***** SUPPLIED DATA *****
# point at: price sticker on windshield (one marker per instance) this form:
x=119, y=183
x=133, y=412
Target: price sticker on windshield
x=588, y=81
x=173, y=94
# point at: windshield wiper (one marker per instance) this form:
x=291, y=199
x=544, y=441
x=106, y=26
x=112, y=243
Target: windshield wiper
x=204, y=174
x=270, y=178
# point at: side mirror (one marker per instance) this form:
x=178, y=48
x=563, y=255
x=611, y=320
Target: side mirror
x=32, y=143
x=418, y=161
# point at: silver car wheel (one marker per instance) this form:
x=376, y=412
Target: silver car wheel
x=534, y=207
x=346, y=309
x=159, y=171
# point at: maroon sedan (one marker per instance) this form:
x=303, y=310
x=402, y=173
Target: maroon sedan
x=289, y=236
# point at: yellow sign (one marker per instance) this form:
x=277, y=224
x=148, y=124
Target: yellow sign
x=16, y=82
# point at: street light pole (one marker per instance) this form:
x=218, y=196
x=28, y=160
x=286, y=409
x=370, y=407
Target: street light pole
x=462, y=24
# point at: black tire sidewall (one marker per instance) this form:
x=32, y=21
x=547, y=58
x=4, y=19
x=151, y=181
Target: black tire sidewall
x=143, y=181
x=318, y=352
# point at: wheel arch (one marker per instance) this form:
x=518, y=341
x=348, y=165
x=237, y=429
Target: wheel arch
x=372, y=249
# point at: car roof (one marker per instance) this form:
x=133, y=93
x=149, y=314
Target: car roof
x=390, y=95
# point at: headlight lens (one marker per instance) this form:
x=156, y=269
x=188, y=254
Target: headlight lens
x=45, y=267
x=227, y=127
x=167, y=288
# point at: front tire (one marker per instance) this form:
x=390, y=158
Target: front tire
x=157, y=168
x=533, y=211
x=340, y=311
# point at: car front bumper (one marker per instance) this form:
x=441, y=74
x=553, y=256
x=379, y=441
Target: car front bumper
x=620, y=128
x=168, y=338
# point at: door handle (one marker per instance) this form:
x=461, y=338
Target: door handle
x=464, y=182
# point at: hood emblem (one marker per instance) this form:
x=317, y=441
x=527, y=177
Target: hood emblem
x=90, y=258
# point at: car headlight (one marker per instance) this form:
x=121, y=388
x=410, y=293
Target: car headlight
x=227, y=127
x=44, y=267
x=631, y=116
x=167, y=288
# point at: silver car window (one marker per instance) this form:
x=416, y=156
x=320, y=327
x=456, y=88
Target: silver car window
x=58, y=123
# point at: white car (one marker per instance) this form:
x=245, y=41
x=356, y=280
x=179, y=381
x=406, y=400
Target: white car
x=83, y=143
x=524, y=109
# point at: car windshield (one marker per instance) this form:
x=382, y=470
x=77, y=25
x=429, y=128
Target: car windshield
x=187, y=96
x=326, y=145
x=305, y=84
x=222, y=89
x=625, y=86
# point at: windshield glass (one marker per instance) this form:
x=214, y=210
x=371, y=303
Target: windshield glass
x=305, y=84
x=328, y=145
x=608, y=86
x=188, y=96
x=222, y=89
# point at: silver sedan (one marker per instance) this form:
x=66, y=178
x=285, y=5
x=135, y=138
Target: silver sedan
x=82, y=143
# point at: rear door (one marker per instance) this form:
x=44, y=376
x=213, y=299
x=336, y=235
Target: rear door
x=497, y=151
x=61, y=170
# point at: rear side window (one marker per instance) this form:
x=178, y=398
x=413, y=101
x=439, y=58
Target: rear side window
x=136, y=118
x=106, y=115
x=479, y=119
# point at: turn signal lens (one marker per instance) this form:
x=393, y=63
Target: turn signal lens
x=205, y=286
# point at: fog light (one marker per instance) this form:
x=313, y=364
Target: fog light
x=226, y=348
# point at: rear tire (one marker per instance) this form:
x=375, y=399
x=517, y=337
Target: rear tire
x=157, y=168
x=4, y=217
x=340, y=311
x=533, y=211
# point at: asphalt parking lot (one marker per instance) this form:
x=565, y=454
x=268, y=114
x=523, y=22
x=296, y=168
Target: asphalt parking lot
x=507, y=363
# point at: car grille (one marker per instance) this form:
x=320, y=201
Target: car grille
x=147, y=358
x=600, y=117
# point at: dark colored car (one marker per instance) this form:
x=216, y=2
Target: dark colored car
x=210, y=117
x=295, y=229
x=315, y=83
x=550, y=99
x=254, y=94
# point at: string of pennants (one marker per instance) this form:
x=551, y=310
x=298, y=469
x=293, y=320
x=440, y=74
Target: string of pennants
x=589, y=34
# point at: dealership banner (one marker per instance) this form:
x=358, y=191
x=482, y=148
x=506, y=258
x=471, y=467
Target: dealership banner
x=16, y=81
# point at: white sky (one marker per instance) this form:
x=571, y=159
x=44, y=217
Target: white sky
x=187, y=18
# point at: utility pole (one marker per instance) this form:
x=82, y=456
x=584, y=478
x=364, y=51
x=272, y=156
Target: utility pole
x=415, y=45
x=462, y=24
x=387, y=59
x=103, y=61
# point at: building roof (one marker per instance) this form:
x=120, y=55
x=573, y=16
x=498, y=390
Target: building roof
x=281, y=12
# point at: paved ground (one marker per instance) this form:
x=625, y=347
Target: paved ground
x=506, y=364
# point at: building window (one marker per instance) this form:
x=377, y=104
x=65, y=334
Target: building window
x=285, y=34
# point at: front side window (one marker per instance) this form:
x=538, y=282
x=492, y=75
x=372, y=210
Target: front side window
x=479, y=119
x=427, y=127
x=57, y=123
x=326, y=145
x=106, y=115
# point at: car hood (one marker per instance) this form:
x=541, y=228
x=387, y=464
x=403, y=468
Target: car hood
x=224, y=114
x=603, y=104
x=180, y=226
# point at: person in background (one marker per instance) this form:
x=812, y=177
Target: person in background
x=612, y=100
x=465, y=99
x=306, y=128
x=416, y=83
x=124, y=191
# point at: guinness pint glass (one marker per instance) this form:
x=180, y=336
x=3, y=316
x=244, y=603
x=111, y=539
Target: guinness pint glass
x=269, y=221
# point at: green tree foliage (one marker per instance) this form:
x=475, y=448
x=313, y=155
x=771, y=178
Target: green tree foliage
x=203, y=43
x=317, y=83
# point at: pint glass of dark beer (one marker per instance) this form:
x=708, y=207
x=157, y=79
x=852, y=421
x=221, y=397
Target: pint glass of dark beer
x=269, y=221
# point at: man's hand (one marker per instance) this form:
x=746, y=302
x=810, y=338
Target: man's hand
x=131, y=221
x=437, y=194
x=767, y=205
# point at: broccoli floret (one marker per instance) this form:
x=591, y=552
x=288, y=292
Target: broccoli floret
*****
• EXERCISE:
Return the listing unchanged from the line containing "# point at: turn" down to the line containing "x=226, y=348", with both of those lines included.

• WRITTEN RESPONSE:
# point at: turn signal lens (one marker per instance) this form:
x=393, y=63
Target: turn signal lens
x=205, y=286
# point at: fog light (one marker per instance) this form:
x=313, y=364
Target: fog light
x=226, y=348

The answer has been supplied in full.